Выбрать главу

Пастернак готов был читать свое произведение чуть ли не на любом его этапе. Звал, например, своего соседа по даче Константина Федина (сыгравшего потом злую и отвратительную роль):

«Костя, я сейчас Зине и Асмусам буду читать 1-ю главу. Она еще скомканная и с недоделанным картонным концом, так что мне стыдно уговаривать тебя ее слушать» (ЕБП. Биография, с. 610).

Стыдно, но – звал.

Давал читать отдельные главы и подборки глав, рассылал невычитанные, непросмотренные и «неотлежавшиеся» страницы, оповещал о своей работе всех, кого только можно. «За осень 1949 года, – сообщает Евгений Пастернак, – было сделано три перепечатки, каждая по три-четыре экземпляра через копирку». Один экземпляр был отослан сестрам в Англию с просьбой дать прочесть профессору Баура и критику Стефену Шиманскому.

Читательские претензии к «Живаго» поневоле обобщил в книге своих воспоминаний драматург Александр Гладков, автор пьесы «Давным-давно», знавший Пастернака на протяжении многих лет – и до войны, и во время, и после, – с перерывами на разлуку, в том числе на свой шестилетний лагерный срок. Гладковские воспоминания – теплые, мудрые и настолько взвешенные, насколько это вообще возможно. Характерно, что с ними практически не спорят ни противники, ни заступники «Живаго».

«Говоря кратко, – писал он, – роман меня разочаровал. Не поверив себе, я, перевернув последнюю страницу, стал снова читать его с самого начала (...) Знакомство с романом было для меня драматичным – и потому, что я очень любил Б. Л. как человека и художника, и еще потому, что мне не хотелось увеличивать ряды тех, кто бранил роман, не задумавшись над ним глубоко (а часто и вовсе не прочитав его).

........

● Что нужно сделать
1) Сколько перепечаток было сделано за осень 1949 года, согласно отрывку о Пастернаке?
2) Допишите отрывок о Пастернаке и его романе, начав после последнего приведённого предложения.
Приведённые далее данные взяты из другого источника.

........

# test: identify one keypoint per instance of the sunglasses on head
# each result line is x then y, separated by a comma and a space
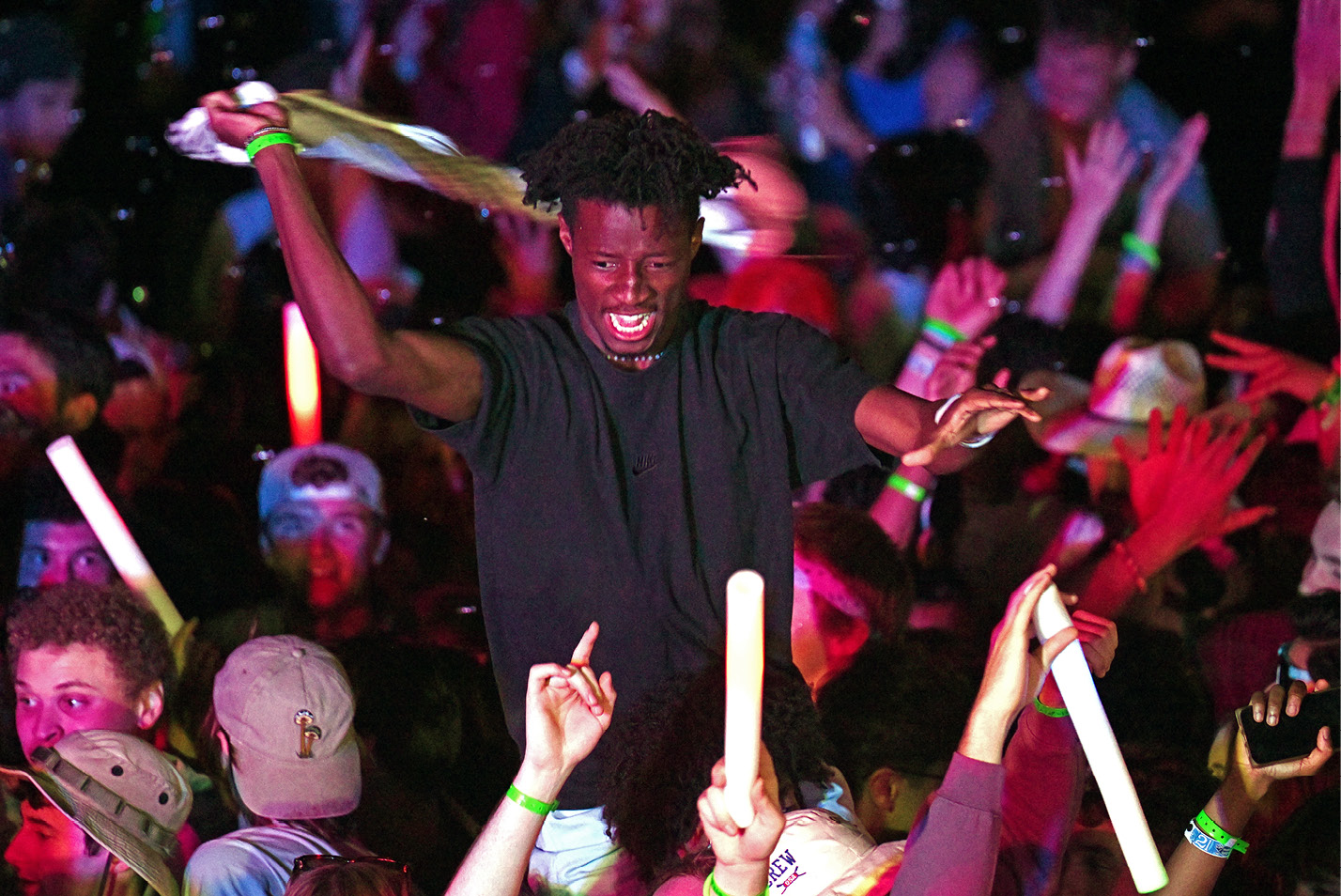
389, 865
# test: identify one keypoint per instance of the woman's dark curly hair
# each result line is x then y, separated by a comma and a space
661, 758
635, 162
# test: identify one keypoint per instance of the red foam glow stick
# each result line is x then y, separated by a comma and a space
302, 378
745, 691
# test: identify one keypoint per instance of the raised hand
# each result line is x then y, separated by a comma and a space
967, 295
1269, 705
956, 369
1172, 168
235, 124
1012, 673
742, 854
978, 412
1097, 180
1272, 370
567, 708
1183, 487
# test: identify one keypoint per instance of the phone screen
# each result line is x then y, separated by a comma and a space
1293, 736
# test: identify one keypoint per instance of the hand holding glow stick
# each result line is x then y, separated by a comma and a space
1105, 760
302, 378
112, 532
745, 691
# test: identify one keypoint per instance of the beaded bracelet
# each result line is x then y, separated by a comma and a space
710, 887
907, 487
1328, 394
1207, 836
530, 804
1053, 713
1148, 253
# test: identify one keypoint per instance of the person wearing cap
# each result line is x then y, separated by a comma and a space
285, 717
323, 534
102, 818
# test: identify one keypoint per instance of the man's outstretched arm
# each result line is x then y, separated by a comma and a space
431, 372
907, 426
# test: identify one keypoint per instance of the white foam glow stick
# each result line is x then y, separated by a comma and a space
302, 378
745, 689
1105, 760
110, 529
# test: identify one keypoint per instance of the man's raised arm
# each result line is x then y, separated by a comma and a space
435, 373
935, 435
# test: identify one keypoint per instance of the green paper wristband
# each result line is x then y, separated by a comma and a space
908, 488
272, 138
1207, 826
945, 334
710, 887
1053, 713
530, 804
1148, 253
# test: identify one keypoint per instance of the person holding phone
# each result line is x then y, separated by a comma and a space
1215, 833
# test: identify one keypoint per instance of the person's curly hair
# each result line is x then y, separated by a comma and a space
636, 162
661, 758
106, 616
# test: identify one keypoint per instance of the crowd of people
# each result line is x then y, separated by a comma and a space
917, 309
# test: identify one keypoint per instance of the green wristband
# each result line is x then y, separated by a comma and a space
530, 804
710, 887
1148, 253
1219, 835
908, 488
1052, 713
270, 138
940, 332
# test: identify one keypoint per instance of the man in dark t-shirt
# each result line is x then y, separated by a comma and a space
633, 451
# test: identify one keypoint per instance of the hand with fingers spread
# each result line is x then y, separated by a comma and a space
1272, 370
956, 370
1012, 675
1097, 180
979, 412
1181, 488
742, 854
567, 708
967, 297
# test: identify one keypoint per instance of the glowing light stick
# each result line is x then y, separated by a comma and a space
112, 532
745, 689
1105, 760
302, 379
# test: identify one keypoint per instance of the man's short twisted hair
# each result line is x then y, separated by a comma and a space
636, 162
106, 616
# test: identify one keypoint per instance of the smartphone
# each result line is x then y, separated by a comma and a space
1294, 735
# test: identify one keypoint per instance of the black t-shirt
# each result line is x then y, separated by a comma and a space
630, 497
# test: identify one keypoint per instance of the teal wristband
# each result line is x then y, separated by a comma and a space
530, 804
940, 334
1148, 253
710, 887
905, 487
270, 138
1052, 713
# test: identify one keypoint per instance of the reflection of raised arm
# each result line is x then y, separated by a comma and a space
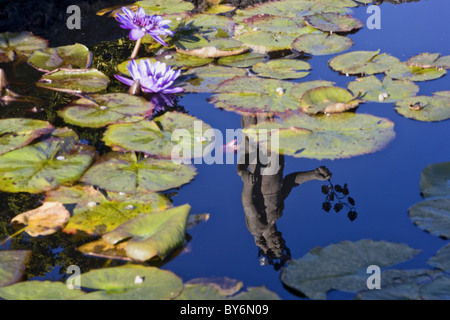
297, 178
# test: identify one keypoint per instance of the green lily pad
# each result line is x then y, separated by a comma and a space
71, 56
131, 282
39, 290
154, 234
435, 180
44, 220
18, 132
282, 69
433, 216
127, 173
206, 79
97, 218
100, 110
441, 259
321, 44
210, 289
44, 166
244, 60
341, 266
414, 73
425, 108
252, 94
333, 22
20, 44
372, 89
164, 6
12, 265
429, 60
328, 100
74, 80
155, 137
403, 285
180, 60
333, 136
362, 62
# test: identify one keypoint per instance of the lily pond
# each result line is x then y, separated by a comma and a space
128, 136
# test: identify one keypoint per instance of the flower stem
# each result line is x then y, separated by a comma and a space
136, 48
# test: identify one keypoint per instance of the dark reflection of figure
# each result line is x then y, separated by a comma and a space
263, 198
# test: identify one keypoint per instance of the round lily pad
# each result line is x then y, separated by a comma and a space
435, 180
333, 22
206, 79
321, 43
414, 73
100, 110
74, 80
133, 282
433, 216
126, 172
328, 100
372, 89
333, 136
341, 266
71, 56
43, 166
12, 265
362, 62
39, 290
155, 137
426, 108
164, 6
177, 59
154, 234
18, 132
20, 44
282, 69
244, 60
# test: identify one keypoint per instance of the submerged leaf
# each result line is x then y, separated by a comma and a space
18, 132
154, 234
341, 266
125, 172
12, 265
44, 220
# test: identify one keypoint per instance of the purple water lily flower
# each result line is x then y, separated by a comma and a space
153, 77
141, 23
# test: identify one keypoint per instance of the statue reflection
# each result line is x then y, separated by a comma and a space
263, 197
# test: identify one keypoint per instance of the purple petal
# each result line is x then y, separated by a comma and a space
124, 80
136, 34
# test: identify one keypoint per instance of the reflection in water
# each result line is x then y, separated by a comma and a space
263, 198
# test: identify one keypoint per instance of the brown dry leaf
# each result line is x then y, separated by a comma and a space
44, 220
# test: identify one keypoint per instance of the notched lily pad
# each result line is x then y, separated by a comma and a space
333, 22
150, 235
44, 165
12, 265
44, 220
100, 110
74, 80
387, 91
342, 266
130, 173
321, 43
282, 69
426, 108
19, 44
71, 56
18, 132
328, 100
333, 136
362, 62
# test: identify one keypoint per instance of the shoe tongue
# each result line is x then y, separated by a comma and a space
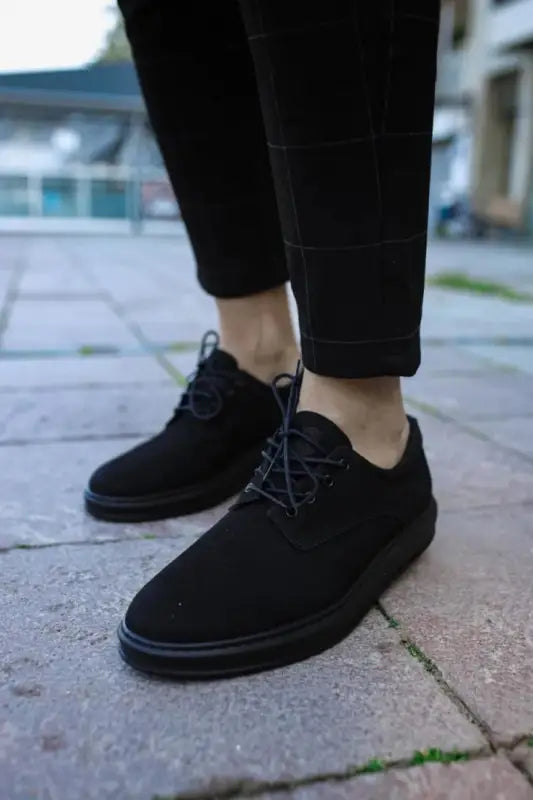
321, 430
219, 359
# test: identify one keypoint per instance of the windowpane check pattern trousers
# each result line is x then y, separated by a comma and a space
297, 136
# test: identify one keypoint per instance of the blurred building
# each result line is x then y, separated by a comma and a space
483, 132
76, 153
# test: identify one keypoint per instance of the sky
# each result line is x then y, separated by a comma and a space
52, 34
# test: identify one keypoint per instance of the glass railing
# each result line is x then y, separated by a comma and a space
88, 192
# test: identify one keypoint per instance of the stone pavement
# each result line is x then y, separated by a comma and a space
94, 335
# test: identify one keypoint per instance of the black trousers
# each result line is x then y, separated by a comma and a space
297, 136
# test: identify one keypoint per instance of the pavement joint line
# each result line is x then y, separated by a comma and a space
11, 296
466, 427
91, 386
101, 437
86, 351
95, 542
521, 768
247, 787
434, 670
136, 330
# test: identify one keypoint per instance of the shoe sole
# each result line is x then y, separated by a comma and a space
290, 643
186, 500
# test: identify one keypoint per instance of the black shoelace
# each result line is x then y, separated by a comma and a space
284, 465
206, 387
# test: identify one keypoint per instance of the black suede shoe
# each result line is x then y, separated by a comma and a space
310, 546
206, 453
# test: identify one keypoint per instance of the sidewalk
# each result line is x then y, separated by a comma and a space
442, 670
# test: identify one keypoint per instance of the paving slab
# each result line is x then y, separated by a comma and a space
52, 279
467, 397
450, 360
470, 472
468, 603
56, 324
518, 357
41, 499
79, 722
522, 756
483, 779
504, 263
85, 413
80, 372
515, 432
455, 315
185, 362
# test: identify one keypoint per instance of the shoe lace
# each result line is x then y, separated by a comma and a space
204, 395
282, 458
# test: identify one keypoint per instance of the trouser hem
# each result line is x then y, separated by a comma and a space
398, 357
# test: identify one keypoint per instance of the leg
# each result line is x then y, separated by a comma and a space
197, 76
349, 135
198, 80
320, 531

........

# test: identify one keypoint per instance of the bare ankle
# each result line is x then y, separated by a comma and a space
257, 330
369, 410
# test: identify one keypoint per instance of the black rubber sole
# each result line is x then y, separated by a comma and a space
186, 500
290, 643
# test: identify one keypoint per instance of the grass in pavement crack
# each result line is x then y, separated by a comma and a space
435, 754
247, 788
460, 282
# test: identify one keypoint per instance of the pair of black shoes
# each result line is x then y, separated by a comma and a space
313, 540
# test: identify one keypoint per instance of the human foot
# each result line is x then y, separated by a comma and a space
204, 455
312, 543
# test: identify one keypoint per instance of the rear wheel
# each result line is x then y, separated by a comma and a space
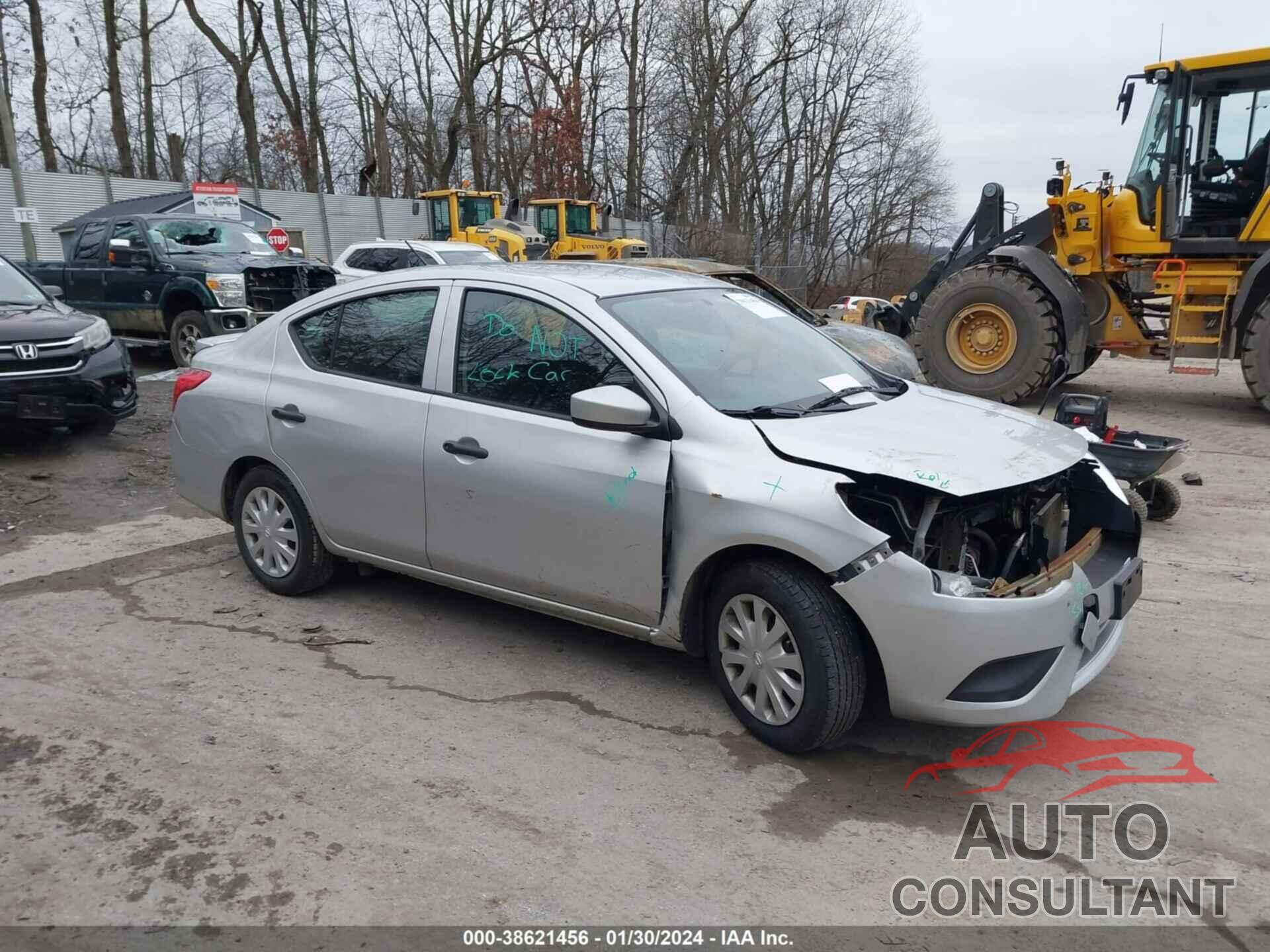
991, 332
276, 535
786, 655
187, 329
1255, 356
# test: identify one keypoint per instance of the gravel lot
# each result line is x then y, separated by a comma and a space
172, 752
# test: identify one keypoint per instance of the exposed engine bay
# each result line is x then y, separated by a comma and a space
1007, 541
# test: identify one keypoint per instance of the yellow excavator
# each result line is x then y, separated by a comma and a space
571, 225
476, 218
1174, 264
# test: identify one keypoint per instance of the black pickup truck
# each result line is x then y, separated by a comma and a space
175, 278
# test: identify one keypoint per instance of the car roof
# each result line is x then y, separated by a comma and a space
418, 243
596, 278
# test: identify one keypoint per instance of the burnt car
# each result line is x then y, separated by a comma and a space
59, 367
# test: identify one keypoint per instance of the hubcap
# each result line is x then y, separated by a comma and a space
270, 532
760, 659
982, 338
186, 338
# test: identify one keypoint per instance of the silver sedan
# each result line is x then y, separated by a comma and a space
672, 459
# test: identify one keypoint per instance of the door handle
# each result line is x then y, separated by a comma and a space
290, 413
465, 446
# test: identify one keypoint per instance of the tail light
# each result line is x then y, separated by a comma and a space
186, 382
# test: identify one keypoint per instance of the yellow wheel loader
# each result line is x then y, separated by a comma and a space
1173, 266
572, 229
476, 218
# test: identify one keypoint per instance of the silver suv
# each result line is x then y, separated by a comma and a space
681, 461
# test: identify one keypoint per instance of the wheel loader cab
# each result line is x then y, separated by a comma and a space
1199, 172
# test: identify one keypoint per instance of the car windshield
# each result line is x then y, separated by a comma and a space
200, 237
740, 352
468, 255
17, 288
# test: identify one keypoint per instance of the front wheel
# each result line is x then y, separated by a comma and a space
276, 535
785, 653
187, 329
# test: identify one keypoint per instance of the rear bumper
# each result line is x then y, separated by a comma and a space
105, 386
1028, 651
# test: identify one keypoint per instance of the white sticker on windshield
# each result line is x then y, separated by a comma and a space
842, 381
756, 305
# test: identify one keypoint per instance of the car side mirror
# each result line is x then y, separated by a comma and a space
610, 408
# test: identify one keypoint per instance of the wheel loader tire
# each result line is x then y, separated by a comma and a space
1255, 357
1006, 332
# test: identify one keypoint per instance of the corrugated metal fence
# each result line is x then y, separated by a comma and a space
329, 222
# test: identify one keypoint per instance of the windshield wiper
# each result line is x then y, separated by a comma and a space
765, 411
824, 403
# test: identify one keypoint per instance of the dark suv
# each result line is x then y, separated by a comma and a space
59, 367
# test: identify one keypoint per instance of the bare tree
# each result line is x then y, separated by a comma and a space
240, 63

........

● Ответы
1) Три, каждая по три-четыре экземпляра через копирку.

2)
(...) В «Докторе Живаго» есть удивительные страницы, но насколько их было бы больше, если бы автор не тужился сочинить именно роман, а написал бы широко и свободно о себе, своем времени и своей жизни. Все, что в книге от романа, слабо: люди не говорят и не действуют без авторской подсказки. Все разговоры героев-интеллигентов – или наивная персонификация авторских размышлений, неуклюже замаскированных под диалог, или неискусная подделка. Все «народные» сцены по языку почти фальшивы: этого Б. Л. не слышит (эпизоды в вагоне, у партизан и др.). Романно-фабульные ходы тоже наивны, условны, натянуты, отдают сочиненностью или подражанием. Заметно влияние Достоевского, но у Достоевского его диалоги-споры – это серьезные идейные диспуты с диалектическим равенством спорящих сторон (как это превосходно показал в своей книге Бахтин), а в «Докторе Живаго» все действующие лица – это маленькие Пастернаки, только одни более густо, другие пожиже замешенные. Широкой и многосторонней картины времени нет, хотя она просится в произведения эпического рода. Это моралистическая (даже не философская) притча с иллюстрациями романтического и описательного характера. Все, что говорится о природе, прекрасно. И об искусстве. И о процессе сочинения стихов (без этих страниц в будущем не обойдется ни один исследователь поэзии Пастернака). И многие попутные мысли и рассуждения (...) И отдельные психологические этюды, разбросанные там и тут по ходу действия. И, конечно, стихи. И еще кое-что. Но великого романа нет. (...) Автор не раз говорит от себя и в речах героев о прелести «повседневности» и «быта», но как раз этого-то почти нет в романе: бытовые подробности приблизительны, вторичны, а часто не точны (и прежде всего условны), как в слабой пьесе, лишенной воздуха и деталей. Есть непонятное внутреннее противоречие. Вначале автор голосом одного из героев говорит, что человек «живет не столько в природе, сколько в истории». Мысль верная, но вся концепция романа насквозь антиисторична даже в пастернаковском понимании истории как «разгадки смерти и ее преодоления». Странная конспективность, а местами неоправданная беглость рассказа выдает неопытность руки немастера или, вернее, мастера иной формы» (Гладков, с. 450—451).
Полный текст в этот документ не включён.